**The data:**
---+---

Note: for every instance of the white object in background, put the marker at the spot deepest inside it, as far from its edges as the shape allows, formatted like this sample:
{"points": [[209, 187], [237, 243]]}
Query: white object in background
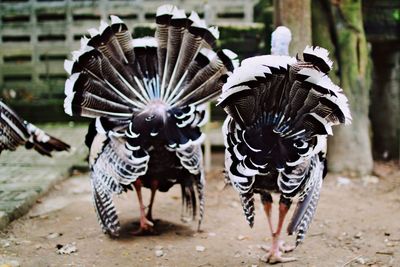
{"points": [[280, 40]]}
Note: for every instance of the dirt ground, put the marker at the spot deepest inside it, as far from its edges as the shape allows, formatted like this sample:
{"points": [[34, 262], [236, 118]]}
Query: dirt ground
{"points": [[357, 224]]}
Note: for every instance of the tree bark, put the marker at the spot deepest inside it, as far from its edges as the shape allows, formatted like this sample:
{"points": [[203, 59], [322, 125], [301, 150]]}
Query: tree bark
{"points": [[385, 100], [296, 15], [338, 26]]}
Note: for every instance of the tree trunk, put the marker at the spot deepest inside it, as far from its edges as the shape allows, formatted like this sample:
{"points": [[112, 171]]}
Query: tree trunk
{"points": [[338, 25], [385, 100], [296, 15]]}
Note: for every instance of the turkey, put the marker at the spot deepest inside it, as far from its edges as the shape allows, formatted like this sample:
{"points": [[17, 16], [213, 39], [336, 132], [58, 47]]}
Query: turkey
{"points": [[148, 98], [14, 132], [280, 111]]}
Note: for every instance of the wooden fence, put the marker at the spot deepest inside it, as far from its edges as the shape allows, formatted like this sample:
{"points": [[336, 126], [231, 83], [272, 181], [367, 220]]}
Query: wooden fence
{"points": [[37, 35]]}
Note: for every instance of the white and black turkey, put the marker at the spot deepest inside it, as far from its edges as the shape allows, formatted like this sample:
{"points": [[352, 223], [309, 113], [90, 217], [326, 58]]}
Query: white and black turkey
{"points": [[148, 98], [14, 132], [280, 111]]}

---+---

**Description of the task:** Lay out the lines as a Markdown table with the columns No. and Line, starting at the line that contains "Note: for every instance of the turkey, put" and ending at the final line of the rows. Number them consecutively and leave out blank lines.

**Task result:**
| No. | Line |
|---|---|
| 1 | Note: for every instance of the turkey, put the marker at the spot deepest inside it, as far from its edges as the shape allows, formatted like this sample: |
| 2 | {"points": [[17, 16], [213, 39], [336, 132], [58, 47]]} |
| 3 | Query: turkey |
| 4 | {"points": [[148, 98], [14, 132], [280, 111]]} |
| 5 | Note: for every instance of the wooden fence, put the marker at the spot deepest inside it, as far from its edges as the shape allows, formatted like this sample: |
| 6 | {"points": [[336, 126], [231, 83], [272, 181], [367, 220]]} |
| 7 | Query: wooden fence |
| 8 | {"points": [[37, 35]]} |
| 9 | Note: for every instance of the white and black turkey, put the marker at the spot deepest inside it, as far from its edges as the shape allows, formatted like this sample: |
| 10 | {"points": [[352, 223], [309, 113], [90, 217], [326, 58]]} |
| 11 | Query: white and black turkey |
| 12 | {"points": [[148, 98], [14, 132], [280, 111]]} |